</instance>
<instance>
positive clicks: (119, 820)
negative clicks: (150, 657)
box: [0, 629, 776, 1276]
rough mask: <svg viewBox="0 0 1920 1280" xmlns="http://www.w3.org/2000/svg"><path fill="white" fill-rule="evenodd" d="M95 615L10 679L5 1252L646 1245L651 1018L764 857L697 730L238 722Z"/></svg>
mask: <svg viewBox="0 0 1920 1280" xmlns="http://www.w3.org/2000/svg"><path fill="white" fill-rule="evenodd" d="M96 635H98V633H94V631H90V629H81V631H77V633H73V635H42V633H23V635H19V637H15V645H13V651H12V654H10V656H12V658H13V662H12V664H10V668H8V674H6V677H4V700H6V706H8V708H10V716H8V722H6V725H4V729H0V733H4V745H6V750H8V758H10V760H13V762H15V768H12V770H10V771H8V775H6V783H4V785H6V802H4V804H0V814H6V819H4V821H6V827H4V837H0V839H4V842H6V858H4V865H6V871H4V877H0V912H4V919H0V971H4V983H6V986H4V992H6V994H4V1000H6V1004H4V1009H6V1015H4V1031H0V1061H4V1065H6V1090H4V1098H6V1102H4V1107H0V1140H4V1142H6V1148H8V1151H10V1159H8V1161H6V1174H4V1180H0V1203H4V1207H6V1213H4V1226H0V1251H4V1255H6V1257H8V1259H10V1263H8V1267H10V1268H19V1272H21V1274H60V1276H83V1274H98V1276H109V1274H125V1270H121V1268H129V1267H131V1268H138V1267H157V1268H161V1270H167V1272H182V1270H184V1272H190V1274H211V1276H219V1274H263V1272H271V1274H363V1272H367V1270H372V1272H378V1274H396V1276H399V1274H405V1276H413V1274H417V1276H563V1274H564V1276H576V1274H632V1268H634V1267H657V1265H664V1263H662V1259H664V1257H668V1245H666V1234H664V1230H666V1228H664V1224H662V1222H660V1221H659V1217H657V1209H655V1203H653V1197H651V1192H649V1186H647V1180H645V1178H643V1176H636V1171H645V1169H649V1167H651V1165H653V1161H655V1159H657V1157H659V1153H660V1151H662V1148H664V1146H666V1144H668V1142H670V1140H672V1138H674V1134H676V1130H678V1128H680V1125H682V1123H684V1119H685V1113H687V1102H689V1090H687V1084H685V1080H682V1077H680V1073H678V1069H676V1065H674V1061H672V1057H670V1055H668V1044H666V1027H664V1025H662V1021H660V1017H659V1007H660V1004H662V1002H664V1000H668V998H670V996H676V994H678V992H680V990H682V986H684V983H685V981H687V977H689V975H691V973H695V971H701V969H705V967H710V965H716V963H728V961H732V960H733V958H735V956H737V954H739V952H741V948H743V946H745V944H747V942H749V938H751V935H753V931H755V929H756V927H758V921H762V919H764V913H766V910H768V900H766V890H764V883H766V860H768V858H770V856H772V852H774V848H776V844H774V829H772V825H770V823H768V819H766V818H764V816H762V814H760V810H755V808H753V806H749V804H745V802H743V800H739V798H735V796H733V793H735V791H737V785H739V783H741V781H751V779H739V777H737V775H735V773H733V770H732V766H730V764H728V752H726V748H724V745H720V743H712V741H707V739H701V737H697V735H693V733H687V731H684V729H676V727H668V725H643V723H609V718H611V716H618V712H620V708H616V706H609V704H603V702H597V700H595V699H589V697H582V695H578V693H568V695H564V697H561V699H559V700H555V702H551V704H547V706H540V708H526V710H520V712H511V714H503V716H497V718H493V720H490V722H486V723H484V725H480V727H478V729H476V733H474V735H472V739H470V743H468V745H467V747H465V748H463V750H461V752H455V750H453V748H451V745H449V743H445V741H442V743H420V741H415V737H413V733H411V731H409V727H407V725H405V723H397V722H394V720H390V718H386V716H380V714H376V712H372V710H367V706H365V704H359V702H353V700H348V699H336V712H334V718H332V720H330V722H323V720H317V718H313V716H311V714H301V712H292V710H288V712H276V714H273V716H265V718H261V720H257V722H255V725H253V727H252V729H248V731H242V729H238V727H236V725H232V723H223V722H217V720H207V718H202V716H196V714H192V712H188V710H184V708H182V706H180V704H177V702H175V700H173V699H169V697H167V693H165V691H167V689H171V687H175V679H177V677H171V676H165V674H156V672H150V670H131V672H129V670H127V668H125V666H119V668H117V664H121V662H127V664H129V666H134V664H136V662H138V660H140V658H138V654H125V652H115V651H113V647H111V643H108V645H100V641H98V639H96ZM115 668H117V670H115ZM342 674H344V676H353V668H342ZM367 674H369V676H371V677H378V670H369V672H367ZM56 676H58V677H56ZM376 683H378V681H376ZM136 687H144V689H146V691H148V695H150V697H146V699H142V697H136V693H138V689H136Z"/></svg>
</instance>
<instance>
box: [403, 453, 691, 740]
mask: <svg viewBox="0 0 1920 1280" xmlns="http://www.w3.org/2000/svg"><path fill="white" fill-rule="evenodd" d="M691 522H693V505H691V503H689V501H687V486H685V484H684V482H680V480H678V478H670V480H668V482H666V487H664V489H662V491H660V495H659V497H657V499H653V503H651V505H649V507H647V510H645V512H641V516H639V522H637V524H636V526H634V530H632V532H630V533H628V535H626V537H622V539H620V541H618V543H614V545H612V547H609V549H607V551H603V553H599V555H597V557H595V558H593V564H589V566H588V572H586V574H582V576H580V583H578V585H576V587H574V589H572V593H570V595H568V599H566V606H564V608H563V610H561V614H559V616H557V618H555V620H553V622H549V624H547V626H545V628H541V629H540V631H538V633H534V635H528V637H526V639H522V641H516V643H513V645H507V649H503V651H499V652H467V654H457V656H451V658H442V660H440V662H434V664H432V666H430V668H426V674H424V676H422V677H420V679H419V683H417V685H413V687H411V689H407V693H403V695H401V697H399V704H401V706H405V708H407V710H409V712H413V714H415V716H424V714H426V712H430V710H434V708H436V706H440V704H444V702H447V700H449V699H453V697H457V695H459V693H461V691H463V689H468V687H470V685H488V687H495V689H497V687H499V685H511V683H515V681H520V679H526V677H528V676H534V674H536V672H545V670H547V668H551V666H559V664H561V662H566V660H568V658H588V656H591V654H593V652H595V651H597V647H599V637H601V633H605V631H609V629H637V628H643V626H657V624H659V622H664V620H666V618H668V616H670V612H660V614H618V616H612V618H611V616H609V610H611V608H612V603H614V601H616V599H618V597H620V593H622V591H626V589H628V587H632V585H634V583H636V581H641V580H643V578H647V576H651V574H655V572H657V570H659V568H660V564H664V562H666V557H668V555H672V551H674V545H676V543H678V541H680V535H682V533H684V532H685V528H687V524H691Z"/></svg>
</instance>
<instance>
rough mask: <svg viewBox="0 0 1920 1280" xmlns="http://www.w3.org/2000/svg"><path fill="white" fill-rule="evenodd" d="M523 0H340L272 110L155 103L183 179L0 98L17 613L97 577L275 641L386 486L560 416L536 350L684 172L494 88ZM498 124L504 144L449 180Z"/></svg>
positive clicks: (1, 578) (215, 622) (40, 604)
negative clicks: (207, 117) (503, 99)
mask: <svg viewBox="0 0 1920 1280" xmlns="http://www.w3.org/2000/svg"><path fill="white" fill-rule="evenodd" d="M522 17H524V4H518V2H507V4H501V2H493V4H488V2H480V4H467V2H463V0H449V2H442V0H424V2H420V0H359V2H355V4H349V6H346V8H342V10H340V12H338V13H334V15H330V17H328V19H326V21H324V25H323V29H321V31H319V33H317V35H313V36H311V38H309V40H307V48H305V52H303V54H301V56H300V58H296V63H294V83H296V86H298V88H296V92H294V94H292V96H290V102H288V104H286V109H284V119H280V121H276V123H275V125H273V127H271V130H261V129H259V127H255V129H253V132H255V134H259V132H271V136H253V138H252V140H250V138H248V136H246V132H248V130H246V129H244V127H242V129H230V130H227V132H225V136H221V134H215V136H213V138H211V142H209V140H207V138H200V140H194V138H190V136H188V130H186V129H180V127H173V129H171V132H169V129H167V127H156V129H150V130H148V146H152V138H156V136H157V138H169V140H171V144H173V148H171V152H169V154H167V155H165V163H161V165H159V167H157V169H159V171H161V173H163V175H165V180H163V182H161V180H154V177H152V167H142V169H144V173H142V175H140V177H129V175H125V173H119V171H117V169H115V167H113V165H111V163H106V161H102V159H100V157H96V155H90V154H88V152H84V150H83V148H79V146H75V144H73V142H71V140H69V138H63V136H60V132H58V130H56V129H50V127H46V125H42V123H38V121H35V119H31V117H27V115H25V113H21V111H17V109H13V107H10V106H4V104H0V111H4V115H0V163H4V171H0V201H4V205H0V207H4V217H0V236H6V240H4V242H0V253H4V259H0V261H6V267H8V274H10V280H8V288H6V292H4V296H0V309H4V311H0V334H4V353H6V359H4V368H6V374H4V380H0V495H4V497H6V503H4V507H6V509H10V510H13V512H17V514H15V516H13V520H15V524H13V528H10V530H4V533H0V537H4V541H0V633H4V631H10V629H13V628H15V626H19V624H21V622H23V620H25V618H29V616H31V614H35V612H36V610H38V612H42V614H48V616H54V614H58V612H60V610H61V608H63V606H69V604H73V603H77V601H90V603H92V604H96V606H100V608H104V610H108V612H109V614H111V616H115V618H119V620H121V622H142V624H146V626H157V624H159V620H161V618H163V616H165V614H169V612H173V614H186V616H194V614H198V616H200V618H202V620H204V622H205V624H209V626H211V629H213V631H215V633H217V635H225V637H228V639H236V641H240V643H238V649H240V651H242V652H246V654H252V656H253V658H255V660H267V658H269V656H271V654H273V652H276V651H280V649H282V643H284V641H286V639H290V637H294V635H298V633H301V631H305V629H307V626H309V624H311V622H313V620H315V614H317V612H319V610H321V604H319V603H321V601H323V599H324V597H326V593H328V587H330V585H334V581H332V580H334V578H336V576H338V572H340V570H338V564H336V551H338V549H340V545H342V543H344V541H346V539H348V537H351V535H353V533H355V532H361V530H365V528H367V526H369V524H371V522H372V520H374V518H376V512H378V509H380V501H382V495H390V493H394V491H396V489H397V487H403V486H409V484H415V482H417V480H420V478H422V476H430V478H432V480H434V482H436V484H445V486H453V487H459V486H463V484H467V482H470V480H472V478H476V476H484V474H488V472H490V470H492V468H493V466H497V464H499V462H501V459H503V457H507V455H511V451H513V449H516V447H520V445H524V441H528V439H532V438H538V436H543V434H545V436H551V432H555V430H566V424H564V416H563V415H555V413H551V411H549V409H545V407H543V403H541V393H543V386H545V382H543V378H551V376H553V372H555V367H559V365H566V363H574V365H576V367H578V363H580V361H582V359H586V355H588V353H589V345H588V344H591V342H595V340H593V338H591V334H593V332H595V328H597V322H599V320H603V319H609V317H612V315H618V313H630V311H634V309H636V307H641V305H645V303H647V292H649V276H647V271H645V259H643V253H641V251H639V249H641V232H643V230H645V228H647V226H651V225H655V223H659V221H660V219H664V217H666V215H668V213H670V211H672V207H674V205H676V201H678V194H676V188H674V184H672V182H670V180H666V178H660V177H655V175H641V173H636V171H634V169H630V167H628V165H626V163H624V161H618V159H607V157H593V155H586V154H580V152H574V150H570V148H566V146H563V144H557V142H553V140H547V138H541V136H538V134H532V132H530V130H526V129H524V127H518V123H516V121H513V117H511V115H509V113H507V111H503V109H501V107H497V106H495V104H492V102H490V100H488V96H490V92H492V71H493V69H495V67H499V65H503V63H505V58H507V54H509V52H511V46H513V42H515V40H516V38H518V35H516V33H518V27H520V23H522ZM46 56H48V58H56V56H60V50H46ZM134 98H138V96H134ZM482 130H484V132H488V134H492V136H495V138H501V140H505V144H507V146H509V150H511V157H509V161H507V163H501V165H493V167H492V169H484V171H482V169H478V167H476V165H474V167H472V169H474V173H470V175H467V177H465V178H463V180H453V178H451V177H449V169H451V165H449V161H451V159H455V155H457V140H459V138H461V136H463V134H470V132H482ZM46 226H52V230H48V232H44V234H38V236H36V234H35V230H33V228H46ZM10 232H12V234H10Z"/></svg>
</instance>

_ _ _ _ _ _ _

== Exercise directions ==
Everything from the first line of the records through the line containing "box: [0, 629, 776, 1276]" is to be set down exactly, while later lines are left out.

== Response for this exercise ==
</instance>
<instance>
positive clicks: (119, 820)
negative clicks: (150, 657)
box: [0, 629, 776, 1276]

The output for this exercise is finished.